Extract =>
From the Magazine
Summer 2017 Issue

Inside “La Dolce Vita” of Countess Cristiana Brandolini D’Adda

A visit to the grande dame’s 500-acre Italian estate and vineyard shows the 90-year-old’s greatest achievement: a thriving, tight-knit family that cares more about the present—and a fine wine—than its illustrious past.

In the early Middle Ages, when Venice was a mere collection of primitive lagoon communities banded together for protection against the Huns and other invaders, men of the Brandolini d’Adda clan were among the fierce condottieri—leaders of mercenary soldiers—who defended its territory. Images of scorpions were emblazoned upon their crest and battle standard, adopted from the banner of an Ottoman squadron whom they had vanquished. For their services to the Venetian Republic, the family accrued wealth, and noble rank was bestowed upon them. The Conti Brandolini d’Adda eventually settled down to enjoy the cultivation of the finer things: art, music, literature, as well as grapes. Although the family now maintains numerous homes on three continents, its center of gravity remains Vistorta, a 500-acre estate 45 miles north of Venice. With its vineyards and working farm, it blends agriculture with the high style of its splendid villa, which is equipped with nine bedrooms and a 15-bed nursery for the bambini.

Records =>
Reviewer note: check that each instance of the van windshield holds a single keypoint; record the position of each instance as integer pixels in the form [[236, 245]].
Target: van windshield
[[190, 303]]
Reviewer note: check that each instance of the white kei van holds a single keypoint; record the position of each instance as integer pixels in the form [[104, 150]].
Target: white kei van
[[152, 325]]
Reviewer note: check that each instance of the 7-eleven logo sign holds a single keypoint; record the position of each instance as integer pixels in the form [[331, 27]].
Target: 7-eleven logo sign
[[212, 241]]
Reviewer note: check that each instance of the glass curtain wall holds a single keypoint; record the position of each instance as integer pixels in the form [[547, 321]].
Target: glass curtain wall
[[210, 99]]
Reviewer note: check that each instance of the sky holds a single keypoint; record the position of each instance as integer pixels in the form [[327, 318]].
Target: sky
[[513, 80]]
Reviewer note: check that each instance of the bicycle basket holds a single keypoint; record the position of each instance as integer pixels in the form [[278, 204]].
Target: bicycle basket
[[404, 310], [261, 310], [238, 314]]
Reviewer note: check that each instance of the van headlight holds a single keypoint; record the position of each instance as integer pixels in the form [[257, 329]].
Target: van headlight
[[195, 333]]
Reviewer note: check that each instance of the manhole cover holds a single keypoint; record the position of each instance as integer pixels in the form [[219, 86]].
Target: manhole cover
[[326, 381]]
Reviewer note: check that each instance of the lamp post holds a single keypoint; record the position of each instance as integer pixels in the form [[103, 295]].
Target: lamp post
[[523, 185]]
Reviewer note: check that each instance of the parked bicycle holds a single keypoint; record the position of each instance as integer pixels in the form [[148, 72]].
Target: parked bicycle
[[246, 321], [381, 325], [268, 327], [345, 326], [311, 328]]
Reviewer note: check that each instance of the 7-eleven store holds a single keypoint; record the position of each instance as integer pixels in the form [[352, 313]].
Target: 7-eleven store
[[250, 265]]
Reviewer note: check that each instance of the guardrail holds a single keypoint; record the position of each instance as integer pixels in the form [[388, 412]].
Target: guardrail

Work item =>
Could you set down, word for word, the part of the Vistorta article above between "From the Magazine" and "its illustrious past.", inclusive?

Exercise result =>
From the Magazine
Summer 2017 Issue

Inside “La Dolce Vita” of Countess Cristiana Brandolini D’Adda

A visit to the grande dame’s 500-acre Italian estate and vineyard shows the 90-year-old’s greatest achievement: a thriving, tight-knit family that cares more about the present—and a fine wine—than its illustrious past.